━━━ Article

Franchises are million- and billion-dollar businesses attracting many types of investments in the United States. Foreign investors in US are among those who contribute mightily to the country’s franchises, assets, capital, and financial markets.
The U.S. wants them, loves them, and encourages them wholeheartedly. Many cities even offer tax breaks and other incentives when actively seeking out global companies and investments.
A foreign person from abroad who wants to invest in U.S. can enter through the E-2 or EB-5 program, among others. These foreign persons can bring their spouse and children under 21, too.
Entrepreneurs must undertake major paperwork when applying, for example, preparing visa business plans, clarifying their financial position, and securing leases and funding for U.S. investments. As long as an investor follows the requirements and shows a substantial investment and genuine commitment to the business, the odds of approval are very high.
International franchise entrepreneurs like their prospects in the U.S. because of the different opportunities available in sectors such as quick service restaurants, physical fitness, pet care, and hair salons. Investors have a lot of long-term power and control to set their path in the U.S. They can largely choose the type of business for their investments and where they live.
Does the US allow foreign investment?
The United States enthusiastically welcomes foreign direct investment and has long done so. U.S. officials know that foreign boosts the level of foreign capital in the economy.
That translates to more land and real estate, buildings, equipment, copyrights, trademarks, and patents in the economy. Other top reasons the U.S. loves the value foreign owners bring include these:
- New people, ideas, and perspectives drive innovation and help the U.S. remain competitive in the world economy.
- Foreign direct investment would go elsewhere and benefit other countries instead of the United States economy.
- GDP (gross domestic product) and labor production rise.
- Employment levels and wage amounts increase, too.
- The workforce becomes more skilled.
- The U.S. collects more money in taxes.
- Foreign entrepreneurs must pass review and minimum investing standards.
Time for a few statistics:
The top three investing countries are Japan (15 percent), Canada (12.9 percent, and Germany (11.6 percent). The top three invested sectors are manufacturing (40.8 percent), financial and insurance (12.1 percent), and wholesale trade (10.3 percent).

━━━━━━

# Challenges:
1. According to the article on foreign investment in U.S. franchises, which three countries invest the most in the United States?
2. Resume the article on foreign investment in U.S. franchises from the point where it stops.
The records have nothing to do with the article on foreign investment in U.S. franchises.

━━━ Information shown

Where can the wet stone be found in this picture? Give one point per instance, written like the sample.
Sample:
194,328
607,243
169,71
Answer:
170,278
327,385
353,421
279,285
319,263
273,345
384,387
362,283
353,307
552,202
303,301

━━━━━━

# Solved problems:
1. Japan, Canada, and Germany.

2.
Why do foreigners invest in the US?
Just as the U.S. adores having foreign investors, they love investing in the United States, too. The reasons are varied, and one comes down to the “American Dream.” That is, some types of foreign direct investment (FDI) allow people to move to the United States and live there for many years or even the rest of their lives if they want. Investors and their families have more economic, educational, and social opportunities than they might have elsewhere.
All in all, the U.S. is the country that has the most foreign direct investments, with China a close second.
Reasons include…
- the ample consumer base,
- productive workforce,
- developed infrastructure,
- the focus on innovation in business,
- and the transparent, relatively fair justice system.
Foreign nationals enjoy the relative ease of different types of foreign investment in the United States, such as…
Franchise Holdings
E-2 treaty investor visa approval rates are high, about 89 percent, and franchisors give investors ready-made systems and processes to follow.
That is even more important for people who might still be getting used to a different culture. The premade franchise blueprints reduce the chances of making gaffes.
Franchise FDI businesses
They are available in virtually any sector too, including restaurants, convenience stores, pet-related, health aids and services, hair salons, carpet cleaning, home repair, cleaning, and shipping. The list goes on. (That said, a few extremely competitive franchises do not work with foreign investors. Fortunately, the overwhelming majority of U.S. franchisors are more than happy to collaborate with foreign nationals.)
Foreign Direct Investment is popular in the U.S. because of the lesser amount of risk. The financial markets are highly liquid and efficient. The U.S. has relatively strong corporate governance and laws, although with some limitations that become more evident during economic downturns.
Overall, investors tend to feel safer putting their money in the U.S. market than in another international market. It is also another way to diversify risk and concerns.
Many cities and areas in the U.S. also proactively seek out international investment and investors. These cities work with foreign companies to ensure these entities receive:
economic incentives,
tax breaks,
and “aftercare” services such as assistance with visas and regulatory compliance.
Aftercare services mostly occur after a company has been set up in the U.S. It is nice to feel wanted, and American officials certainly want foreign-owned companies.
Why these investors are such great franchisees?
When it comes to potential franchisees, foreign business investors should be the dream come true for many federal officials and franchisors. Not only do they possess a sizable pool of potential capital to invest in existing franchises, but their global expertise can often be an invaluable asset when expanding businesses into new markets.
With their extensive knowledge of foreign cultures, networks abroad, and potential financial resources, such investments can be valuable assets to franchisees when they go global. This makes them the ideal partner for franchisors seeking to take their business even further. Read on to find out why these investors are such great franchisees!
1. Financial stability
Not just any foreign investors can move to the U.S. Rather, foreign direct investors must meet certain standards to be able to invest. For example, those seeking E-2 visas must demonstrate substantial investment/equity and the ability to support themselves in the country. Minimum foreign investment amounts start at $100,000 to $150,000.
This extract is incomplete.